***** Raw data *****

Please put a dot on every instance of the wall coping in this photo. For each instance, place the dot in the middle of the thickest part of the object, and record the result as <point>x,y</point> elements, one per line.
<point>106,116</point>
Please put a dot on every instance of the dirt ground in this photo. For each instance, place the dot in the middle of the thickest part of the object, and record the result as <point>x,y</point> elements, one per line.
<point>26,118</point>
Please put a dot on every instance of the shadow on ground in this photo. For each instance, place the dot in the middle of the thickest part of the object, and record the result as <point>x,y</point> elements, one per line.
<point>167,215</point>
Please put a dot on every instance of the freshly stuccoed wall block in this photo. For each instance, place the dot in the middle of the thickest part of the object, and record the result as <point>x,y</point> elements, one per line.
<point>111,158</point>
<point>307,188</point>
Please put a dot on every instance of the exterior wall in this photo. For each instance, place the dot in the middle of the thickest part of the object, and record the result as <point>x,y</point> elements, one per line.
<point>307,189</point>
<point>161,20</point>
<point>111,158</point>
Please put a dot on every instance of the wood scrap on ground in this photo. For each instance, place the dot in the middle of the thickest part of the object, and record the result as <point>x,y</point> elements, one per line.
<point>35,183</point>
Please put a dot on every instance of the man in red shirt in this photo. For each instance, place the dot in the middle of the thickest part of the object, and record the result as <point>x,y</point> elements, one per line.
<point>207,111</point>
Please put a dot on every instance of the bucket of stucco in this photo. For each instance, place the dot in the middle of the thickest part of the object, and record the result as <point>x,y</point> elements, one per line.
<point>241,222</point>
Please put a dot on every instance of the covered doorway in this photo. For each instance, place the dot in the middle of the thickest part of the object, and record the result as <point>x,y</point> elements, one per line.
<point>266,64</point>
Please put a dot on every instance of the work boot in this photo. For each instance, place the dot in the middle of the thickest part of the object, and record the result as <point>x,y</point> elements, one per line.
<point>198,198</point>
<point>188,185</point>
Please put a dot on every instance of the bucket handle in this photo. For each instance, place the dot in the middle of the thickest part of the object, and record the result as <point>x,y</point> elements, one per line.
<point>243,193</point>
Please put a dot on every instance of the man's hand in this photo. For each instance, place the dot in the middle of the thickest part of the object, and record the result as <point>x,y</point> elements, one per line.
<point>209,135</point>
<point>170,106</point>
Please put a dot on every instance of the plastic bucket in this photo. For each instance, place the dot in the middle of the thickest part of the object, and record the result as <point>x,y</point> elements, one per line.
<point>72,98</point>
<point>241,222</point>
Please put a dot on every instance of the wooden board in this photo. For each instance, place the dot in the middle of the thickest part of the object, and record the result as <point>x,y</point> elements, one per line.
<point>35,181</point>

*****
***** Raw data *****

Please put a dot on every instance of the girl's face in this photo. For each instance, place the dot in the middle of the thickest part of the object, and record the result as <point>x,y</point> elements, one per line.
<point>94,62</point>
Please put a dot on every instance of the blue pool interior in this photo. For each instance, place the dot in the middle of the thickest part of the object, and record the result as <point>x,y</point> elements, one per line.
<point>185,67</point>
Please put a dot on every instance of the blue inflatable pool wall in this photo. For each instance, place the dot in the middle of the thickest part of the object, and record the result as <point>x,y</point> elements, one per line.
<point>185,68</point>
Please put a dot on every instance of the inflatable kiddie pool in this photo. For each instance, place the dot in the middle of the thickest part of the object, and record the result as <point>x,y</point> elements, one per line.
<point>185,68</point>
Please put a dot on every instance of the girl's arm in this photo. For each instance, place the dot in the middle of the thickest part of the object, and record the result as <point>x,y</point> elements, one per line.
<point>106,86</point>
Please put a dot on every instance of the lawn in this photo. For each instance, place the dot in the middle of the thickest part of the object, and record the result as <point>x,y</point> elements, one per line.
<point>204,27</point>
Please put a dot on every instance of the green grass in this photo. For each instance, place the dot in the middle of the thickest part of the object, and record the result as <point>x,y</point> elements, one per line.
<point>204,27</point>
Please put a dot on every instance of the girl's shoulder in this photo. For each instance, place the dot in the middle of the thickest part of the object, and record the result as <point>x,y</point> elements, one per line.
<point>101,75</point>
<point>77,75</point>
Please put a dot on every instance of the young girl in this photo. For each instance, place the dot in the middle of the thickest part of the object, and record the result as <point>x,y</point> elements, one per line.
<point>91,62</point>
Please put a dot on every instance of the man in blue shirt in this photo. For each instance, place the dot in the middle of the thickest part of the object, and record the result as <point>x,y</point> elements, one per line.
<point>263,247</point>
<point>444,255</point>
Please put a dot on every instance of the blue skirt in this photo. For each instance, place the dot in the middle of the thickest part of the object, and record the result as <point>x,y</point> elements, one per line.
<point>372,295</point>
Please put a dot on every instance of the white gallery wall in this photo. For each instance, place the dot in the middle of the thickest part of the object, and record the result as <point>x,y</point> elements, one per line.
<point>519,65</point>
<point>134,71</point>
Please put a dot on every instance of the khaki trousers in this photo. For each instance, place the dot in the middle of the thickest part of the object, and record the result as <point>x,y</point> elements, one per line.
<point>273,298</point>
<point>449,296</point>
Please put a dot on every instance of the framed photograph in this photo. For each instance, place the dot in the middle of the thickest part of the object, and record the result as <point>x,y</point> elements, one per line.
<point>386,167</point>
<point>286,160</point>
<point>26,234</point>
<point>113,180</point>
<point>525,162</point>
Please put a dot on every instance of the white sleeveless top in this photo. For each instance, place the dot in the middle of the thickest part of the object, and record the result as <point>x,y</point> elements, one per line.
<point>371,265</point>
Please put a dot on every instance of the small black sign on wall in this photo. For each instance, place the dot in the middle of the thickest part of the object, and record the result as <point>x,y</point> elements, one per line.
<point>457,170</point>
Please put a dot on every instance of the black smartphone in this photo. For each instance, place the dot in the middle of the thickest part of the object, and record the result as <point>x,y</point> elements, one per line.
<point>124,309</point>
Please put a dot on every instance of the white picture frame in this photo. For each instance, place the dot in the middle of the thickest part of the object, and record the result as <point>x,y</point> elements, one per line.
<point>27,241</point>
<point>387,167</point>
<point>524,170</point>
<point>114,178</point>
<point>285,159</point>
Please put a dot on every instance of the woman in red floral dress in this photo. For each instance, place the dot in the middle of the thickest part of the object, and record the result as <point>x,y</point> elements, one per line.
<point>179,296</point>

*****

Exercise details:
Please pull out, word for word, the lines of the listing above, starting with the line that contains "Please put a dot on every instance of the wooden" and going on through the line that contains "<point>35,181</point>", both included.

Response to the task:
Please put a dot on every instance of the wooden board in this photo. For each instance, place the dot in the middle of the thickest part of the object, and record the result as <point>x,y</point> elements, one per line.
<point>35,181</point>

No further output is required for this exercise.